- **WHAT YOU WILL DO**: The answer is every record that follows, printed exactly.
◇ ◇ ◇ ◇
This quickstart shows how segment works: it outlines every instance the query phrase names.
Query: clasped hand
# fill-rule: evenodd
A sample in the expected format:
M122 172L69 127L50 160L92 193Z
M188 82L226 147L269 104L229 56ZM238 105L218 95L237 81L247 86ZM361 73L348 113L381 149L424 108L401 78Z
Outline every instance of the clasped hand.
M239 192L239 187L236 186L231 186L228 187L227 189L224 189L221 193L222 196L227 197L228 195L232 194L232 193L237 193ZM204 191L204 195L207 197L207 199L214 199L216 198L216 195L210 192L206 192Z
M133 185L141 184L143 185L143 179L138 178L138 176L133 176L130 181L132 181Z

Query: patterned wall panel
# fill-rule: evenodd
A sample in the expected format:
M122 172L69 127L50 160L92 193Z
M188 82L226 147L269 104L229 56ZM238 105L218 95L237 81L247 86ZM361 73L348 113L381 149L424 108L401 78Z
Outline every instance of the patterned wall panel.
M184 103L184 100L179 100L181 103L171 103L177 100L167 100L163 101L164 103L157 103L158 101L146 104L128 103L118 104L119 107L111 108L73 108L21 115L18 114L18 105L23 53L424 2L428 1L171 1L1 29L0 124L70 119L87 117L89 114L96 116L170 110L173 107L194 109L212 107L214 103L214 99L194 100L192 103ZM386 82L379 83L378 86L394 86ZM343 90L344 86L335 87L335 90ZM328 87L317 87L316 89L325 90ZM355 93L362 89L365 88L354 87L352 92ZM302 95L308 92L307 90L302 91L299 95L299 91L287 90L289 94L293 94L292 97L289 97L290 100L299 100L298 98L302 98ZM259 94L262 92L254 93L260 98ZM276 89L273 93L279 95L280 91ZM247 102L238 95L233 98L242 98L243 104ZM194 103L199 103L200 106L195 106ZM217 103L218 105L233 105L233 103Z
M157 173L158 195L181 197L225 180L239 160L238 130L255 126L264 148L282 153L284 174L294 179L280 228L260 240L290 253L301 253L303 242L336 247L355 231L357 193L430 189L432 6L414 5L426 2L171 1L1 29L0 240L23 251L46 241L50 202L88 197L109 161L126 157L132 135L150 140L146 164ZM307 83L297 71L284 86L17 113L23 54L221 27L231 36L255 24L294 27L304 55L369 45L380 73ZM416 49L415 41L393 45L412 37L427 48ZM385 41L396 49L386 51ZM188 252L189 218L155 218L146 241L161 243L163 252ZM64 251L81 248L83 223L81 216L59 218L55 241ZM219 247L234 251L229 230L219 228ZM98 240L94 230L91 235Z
◇ ◇ ◇ ◇
- **RESULT OF THE EXERCISE**:
This quickstart shows how segment works: it outlines every instance the query phrase names.
Query: clasped hand
# fill-rule: evenodd
A sample in the expected format:
M122 172L69 127L50 160L92 193Z
M188 82L226 147L269 104L229 56ZM238 105L218 95L237 81L247 86ZM361 73L348 113L381 149L424 108L401 78Z
Outline every instance of the clasped hand.
M239 192L239 187L236 186L231 186L228 187L227 189L224 189L221 193L222 196L227 197L228 195L232 194L232 193L237 193ZM204 191L204 195L207 197L207 199L214 199L216 198L216 195L210 192L206 192Z
M133 185L141 184L143 185L143 179L138 178L138 176L133 176L130 181L132 181Z

Query: patterned wall panel
# fill-rule: evenodd
A sample in the expected format:
M122 172L69 127L50 160L92 193Z
M188 82L226 147L269 104L229 56ZM238 105L218 95L237 81L247 86ZM361 73L348 113L381 149L424 108L401 78Z
Outline every instance of the patterned wall panel.
M184 103L184 100L179 100L181 103L171 103L177 100L167 100L163 101L164 103L157 103L158 101L146 104L128 103L118 104L119 107L111 108L73 108L21 115L18 114L18 105L23 53L424 2L428 1L171 1L1 29L0 124L70 119L87 117L89 114L96 116L170 110L173 107L194 109L212 107L214 103L214 99L194 100L192 103ZM386 82L379 83L378 86L394 86ZM343 90L344 86L335 87L335 90ZM328 87L317 87L316 89L325 90ZM355 93L362 89L365 88L354 87L352 92ZM302 95L308 92L307 90L302 91L299 95L299 91L287 90L289 94L293 94L292 97L289 97L290 100L299 100L298 98L302 98ZM259 94L262 92L254 93L260 98ZM276 89L273 93L279 95L280 91ZM247 102L238 95L233 98L242 98L243 104ZM194 103L199 103L200 106L195 106ZM217 103L218 105L233 105L233 103Z
M157 173L158 195L181 197L225 180L239 160L238 130L255 126L264 148L282 153L284 174L294 179L280 228L260 240L290 253L301 253L303 242L336 247L355 231L357 193L430 189L432 6L414 5L426 2L171 1L1 29L0 240L23 251L46 241L50 202L88 197L109 161L126 157L132 135L150 140L146 164ZM307 83L297 71L284 86L17 113L23 54L221 27L231 36L255 24L294 27L304 55L369 45L380 73ZM416 49L415 41L393 45L412 37L427 48ZM385 41L396 49L386 51ZM188 252L189 218L155 218L146 241L161 243L163 252ZM64 251L81 248L83 223L81 216L59 218L55 241ZM219 247L234 251L229 230L219 228ZM98 240L94 230L91 235Z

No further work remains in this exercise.